READING PASSAGE
Brigid Lyons Thornton

Rebel, Soldier and Doctor

Brigid Lyons-Thornton, W.T. Cosgrave and another in Nice, 1925 / The McGuinness Collection

The story of Dr. Brigid Lyons Thornton’s life and work is played out in Dr. John Cowell’s book, A Noontide Blazing. Dr. Cowell’s book gives an insight into how important women were in shaping the Irish Republic. They are the ‘unsung’ heroes of the Irish struggle for independence, on both sides of the border. Dr. Brigid Lyons Thornton (1896-1987) was one of these extraordinary women.

Brigid Lyons (later to add Thornton to her name when she married in the 1920s) was born into a prominent Roscommon nationalist family in 1896. Brigid’s academic talent was evident from an early age. In particular she flourished in Irish, winning prizes for being the best Irish speaker in her school. However Brigid’s father would have been unable to send her to secondary education because he was a poor farmer, so her uncle Frank Mc Guinness and his wife Kate, took Brigid to live with them in Longford and paid for her education. Frank McGuinness is credited for sparking Brigid’s interest in Irish history and politics.

In Longford, Brigid flourished at the local convent school under her French teacher, ‘Madam Scholastica’ (Beatrice Dolan) who saw it as her duty to inform these bright minds of their role in a possible ‘new’ country i.e. an Irish Republic. Madam Scholastica also encouraged her pupils in their future careers, saying that “there was nothing in life a woman could not do if she put her mind to it.”

REQUIREMENT
Transcribe the Brigid Lyons Thornton passage verbatim, between "Rebel, Soldier and" and "these extraordinary women.", inclusive.

PROVIDED INFORMATION
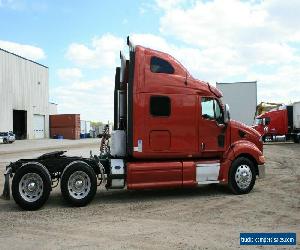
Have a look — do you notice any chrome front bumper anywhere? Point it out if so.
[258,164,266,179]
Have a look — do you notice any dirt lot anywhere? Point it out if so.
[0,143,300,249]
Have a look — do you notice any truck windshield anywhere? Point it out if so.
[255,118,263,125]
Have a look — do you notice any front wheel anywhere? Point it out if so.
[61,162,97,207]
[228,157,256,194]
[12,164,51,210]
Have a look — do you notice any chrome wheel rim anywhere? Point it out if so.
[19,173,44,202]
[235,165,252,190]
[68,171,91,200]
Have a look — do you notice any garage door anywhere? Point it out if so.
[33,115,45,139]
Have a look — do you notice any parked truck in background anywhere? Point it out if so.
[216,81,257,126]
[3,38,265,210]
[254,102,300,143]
* * *
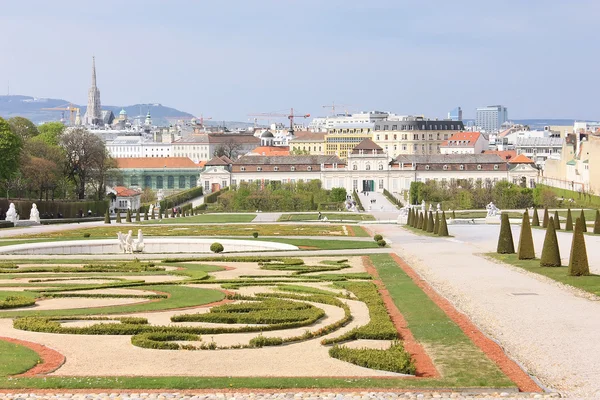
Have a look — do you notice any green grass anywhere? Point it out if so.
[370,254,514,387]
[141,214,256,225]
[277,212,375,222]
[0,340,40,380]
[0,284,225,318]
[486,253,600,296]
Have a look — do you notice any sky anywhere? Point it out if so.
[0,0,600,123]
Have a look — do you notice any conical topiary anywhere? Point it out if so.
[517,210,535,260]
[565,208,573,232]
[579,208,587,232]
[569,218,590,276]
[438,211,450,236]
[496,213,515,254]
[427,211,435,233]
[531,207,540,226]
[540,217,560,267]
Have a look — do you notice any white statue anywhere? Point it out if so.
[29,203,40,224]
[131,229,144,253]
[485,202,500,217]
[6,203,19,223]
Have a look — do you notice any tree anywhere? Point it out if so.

EXERCISE SOLUTION
Rebel, Soldier and Doctor

Brigid Lyons-Thornton, W.T. Cosgrave and another in Nice, 1925 / The McGuinness Collection

The story of Dr. Brigid Lyons Thornton’s life and work is played out in Dr. John Cowell’s book, A Noontide Blazing. Dr. Cowell’s book gives an insight into how important women were in shaping the Irish Republic. They are the ‘unsung’ heroes of the Irish struggle for independence, on both sides of the border. Dr. Brigid Lyons Thornton (1896-1987) was one of these extraordinary women.